**Stated exercise A:** Which month does the Form 6-K cover page say the report is for?
**Stated exercise B:** Transcribe the Form 6-K cover page from "(Address of principal" up to and including "Form 20-F or Form 40-F.".
* start Page extract *
UNITED STATES

SECURITIES AND EXCHANGE COMMISSION

Washington, D.C. 20549

 

FORM 6-K

 

Report of Foreign Private Issuer Pursuant to Rule 13a-16 or 15d-16

Under the Securities Exchange Act of 1934

 

For the Month of January 2020

 

001-36203

(Commission File Number)

 

CAN-FITE BIOPHARMA LTD.

(Exact name of Registrant as specified in its charter)

 

10 Bareket Street

Kiryat Matalon, P.O. Box 7537

Petach-Tikva 4951778, Israel

(Address of principal executive offices)

 

Indicate by check mark whether the registrant files or will file annual reports under cover

Form 20-F or Form 40-F.

 

Form 20-F þ  Form 40-F ☐

 

Indicate by check mark if the registrant is submitting the Form 6-K in paper as permitted by

Regulation S-T Rule 101(b)(1): ____

 

Indicate by check mark if the registrant is submitting the Form 6-K in paper as permitted by

Regulation S-T Rule 101(b)(7): ____

 

This Report on Form 6-K (including exhibits thereto) is hereby incorporated by reference into the registrant’s Registration Statements on Form S-8 (File No. 333-227753) and Form F-3 (File Nos. 333-195124, 333-204795, 333-209037 and 333-220644), to be a part thereof from the date on which this report is submitted, to the extent not superseded by documents or reports subsequently filed or furnished.
* end Page extract *
* start Data section *
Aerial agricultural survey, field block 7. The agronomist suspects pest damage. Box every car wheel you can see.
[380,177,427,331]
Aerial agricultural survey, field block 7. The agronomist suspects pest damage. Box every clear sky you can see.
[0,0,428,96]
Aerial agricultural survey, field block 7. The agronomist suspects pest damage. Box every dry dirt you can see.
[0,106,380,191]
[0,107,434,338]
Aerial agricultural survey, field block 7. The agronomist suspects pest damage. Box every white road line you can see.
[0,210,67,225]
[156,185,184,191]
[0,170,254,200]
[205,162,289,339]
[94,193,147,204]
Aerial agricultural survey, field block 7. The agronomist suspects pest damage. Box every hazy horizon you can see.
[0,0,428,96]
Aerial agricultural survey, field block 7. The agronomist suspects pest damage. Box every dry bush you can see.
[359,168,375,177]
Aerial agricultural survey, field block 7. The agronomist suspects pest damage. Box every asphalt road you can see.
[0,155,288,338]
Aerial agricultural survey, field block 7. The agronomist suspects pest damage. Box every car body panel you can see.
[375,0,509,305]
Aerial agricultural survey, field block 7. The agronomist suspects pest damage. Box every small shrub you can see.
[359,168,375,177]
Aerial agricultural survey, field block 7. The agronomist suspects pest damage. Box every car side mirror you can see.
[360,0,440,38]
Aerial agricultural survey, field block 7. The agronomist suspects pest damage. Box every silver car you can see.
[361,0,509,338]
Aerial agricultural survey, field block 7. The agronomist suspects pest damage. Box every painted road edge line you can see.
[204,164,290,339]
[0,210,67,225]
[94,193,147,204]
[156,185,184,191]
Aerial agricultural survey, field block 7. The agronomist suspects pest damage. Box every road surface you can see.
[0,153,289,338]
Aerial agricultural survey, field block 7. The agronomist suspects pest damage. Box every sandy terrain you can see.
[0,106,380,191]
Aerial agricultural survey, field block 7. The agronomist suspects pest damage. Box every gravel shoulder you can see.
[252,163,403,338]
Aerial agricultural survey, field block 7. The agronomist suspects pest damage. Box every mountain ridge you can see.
* end Data section *
**Correct result A:** January 2020

**Correct result B:**
(Address of principal executive offices)

 

Indicate by check mark whether the registrant files or will file annual reports under cover

Form 20-F or Form 40-F.